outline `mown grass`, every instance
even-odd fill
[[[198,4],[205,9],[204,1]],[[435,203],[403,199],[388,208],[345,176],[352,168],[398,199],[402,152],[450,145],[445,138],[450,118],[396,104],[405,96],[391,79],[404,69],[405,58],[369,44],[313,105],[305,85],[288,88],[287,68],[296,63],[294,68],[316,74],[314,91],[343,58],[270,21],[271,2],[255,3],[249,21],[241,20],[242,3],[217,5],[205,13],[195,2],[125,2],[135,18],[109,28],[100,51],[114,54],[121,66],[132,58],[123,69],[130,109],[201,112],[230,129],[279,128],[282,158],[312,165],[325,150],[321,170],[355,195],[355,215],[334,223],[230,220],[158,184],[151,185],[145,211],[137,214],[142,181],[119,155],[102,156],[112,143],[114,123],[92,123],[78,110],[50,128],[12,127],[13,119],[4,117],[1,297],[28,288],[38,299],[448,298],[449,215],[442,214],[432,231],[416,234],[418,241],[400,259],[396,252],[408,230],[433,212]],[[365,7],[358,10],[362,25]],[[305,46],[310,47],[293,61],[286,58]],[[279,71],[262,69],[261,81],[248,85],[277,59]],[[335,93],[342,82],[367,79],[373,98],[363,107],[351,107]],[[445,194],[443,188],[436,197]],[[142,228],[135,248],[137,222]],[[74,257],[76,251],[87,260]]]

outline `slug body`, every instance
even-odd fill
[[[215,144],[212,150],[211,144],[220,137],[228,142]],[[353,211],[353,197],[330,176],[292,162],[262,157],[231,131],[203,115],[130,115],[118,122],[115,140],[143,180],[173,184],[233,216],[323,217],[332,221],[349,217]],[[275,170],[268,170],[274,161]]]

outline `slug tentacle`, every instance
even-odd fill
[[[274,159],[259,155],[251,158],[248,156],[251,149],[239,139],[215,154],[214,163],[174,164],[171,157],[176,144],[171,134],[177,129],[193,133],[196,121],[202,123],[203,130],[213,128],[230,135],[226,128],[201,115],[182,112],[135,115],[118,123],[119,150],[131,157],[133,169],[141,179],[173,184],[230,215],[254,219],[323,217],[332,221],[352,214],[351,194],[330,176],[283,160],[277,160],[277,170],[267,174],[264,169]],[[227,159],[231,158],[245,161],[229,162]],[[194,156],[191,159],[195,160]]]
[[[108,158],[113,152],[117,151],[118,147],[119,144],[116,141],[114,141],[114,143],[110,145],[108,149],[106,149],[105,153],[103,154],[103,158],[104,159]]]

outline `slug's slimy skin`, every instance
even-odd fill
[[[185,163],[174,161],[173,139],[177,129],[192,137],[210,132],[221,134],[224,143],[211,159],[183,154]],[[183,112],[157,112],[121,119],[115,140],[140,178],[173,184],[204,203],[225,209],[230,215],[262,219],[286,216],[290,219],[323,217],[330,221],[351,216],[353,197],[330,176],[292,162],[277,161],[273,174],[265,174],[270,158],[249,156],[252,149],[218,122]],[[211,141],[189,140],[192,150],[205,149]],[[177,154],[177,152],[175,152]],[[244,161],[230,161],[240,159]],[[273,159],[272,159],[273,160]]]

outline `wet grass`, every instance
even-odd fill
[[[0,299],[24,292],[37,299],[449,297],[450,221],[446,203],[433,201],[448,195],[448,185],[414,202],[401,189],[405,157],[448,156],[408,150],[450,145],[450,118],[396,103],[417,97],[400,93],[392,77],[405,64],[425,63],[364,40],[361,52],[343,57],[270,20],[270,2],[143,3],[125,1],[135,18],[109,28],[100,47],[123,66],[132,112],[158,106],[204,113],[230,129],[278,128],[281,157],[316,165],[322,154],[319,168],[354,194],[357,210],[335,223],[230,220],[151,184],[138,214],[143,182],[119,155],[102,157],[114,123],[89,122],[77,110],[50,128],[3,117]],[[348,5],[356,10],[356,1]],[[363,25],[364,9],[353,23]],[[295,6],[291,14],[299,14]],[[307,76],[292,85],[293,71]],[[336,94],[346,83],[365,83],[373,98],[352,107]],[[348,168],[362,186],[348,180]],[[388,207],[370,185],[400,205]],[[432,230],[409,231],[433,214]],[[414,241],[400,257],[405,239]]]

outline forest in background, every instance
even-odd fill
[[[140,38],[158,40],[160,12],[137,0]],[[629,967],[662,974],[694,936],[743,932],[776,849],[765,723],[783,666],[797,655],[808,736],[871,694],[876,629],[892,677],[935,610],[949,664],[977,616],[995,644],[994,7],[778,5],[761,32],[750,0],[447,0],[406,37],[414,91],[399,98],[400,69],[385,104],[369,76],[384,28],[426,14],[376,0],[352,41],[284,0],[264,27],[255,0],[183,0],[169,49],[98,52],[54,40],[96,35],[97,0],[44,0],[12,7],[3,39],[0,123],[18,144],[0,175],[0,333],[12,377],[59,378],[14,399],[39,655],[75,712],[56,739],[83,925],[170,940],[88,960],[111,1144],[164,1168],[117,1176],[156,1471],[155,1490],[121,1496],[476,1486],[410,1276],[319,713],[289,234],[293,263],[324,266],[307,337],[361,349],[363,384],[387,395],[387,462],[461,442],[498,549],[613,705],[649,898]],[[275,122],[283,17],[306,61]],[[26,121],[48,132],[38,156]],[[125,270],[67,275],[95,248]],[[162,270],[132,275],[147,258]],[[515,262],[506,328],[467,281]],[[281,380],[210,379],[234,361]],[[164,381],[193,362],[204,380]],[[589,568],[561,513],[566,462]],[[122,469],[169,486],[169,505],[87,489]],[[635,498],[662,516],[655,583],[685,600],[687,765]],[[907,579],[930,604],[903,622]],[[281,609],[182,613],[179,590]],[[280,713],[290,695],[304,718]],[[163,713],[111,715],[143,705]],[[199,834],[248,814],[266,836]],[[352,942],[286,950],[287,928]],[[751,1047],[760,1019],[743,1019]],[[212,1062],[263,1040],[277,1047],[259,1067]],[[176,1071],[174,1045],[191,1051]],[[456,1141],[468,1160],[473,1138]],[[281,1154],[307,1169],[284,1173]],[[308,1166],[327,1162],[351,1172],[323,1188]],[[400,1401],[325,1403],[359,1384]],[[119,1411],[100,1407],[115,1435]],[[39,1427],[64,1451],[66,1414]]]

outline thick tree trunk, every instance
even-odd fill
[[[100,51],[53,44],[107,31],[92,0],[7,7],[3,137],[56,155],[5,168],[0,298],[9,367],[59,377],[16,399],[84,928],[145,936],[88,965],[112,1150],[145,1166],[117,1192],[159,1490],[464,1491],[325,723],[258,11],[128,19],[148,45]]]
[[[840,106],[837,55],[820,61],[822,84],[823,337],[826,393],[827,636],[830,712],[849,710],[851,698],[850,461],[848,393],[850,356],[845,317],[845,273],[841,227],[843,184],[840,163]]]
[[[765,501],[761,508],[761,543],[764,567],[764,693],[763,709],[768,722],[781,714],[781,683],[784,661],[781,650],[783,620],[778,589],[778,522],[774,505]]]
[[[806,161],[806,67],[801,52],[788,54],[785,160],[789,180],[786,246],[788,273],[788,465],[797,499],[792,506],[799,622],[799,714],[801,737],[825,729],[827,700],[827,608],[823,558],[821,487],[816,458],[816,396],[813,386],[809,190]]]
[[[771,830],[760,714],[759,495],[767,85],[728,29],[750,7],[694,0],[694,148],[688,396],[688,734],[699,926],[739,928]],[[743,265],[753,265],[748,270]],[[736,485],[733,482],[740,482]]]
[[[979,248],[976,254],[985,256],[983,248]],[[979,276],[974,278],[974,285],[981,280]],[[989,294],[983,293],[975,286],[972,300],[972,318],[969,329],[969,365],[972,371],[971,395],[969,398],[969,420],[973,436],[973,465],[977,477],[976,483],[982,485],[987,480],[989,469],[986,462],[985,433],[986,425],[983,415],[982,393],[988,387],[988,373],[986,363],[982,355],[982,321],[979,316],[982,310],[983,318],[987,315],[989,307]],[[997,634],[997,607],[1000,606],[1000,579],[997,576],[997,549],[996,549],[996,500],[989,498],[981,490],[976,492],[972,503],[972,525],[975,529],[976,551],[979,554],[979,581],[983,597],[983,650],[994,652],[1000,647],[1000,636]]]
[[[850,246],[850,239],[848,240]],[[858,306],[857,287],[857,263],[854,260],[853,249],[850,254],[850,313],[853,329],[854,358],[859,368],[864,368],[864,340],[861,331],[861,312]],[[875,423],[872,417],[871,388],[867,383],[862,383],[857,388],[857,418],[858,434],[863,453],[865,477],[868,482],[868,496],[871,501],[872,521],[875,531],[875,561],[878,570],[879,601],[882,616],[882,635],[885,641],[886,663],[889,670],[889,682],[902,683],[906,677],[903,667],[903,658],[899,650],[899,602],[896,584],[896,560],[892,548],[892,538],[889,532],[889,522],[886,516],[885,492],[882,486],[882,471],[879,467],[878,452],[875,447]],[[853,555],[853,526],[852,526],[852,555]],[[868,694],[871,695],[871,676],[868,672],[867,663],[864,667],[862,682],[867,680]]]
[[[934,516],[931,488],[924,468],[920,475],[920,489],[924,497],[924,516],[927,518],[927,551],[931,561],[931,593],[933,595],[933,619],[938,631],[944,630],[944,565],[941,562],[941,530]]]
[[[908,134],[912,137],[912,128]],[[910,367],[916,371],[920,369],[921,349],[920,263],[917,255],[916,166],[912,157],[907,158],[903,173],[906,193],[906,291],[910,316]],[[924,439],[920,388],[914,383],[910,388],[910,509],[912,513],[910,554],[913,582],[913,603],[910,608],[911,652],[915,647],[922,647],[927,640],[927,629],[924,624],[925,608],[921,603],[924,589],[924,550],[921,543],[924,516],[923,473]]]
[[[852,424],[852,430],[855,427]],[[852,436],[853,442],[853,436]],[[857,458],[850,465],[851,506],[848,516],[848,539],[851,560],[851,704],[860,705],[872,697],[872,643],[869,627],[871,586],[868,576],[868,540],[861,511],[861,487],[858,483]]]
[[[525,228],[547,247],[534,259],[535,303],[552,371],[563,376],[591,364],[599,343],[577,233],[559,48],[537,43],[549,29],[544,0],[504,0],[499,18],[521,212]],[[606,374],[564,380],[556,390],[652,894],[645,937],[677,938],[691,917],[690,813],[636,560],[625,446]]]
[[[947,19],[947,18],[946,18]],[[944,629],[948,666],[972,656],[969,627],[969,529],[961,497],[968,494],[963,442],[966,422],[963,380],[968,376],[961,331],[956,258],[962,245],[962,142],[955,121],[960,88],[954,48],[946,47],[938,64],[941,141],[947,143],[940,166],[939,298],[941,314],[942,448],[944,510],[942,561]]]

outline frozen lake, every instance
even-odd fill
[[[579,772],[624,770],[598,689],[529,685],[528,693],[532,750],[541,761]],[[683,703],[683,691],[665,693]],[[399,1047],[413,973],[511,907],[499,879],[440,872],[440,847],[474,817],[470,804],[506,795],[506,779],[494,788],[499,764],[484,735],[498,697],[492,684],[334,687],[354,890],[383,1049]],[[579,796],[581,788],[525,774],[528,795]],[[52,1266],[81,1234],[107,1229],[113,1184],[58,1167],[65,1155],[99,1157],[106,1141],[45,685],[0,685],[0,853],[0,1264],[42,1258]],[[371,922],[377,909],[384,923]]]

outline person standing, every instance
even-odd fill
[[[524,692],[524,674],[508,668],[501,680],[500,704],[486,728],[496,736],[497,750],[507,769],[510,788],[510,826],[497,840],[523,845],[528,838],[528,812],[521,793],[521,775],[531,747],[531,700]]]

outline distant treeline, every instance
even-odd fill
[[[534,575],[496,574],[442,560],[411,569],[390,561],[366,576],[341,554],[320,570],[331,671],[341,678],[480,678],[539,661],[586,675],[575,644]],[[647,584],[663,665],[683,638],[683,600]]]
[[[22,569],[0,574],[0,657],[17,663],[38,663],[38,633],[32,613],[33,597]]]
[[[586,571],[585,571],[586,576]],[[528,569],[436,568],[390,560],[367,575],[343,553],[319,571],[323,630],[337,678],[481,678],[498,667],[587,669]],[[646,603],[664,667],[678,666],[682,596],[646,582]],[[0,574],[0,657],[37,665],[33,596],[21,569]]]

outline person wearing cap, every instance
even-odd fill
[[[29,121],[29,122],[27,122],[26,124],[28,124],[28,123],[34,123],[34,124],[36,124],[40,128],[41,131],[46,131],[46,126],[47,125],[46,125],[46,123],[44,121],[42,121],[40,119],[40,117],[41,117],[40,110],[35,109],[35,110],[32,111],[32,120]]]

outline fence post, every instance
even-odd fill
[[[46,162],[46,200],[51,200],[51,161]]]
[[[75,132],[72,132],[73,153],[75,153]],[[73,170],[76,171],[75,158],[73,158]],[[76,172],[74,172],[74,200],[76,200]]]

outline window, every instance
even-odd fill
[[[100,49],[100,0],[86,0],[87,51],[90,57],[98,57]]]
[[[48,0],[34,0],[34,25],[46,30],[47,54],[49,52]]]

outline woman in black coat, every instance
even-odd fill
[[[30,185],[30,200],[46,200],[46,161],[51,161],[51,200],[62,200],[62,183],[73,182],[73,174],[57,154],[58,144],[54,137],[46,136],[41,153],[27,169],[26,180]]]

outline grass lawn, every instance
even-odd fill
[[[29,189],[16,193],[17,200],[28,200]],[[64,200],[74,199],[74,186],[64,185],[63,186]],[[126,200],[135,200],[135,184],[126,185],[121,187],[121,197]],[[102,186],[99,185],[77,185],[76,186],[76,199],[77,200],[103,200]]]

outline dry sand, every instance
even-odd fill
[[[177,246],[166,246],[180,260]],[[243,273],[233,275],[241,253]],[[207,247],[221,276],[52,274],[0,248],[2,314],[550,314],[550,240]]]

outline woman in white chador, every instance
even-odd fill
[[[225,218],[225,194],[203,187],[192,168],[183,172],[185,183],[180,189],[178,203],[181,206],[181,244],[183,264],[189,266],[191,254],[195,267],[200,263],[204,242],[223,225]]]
====
> [Instructions for the task]:
The required output is a copy of each line in the records where the string "woman" occurs.

> [Your response]:
outline woman in black coat, every instance
outline woman in white chador, every instance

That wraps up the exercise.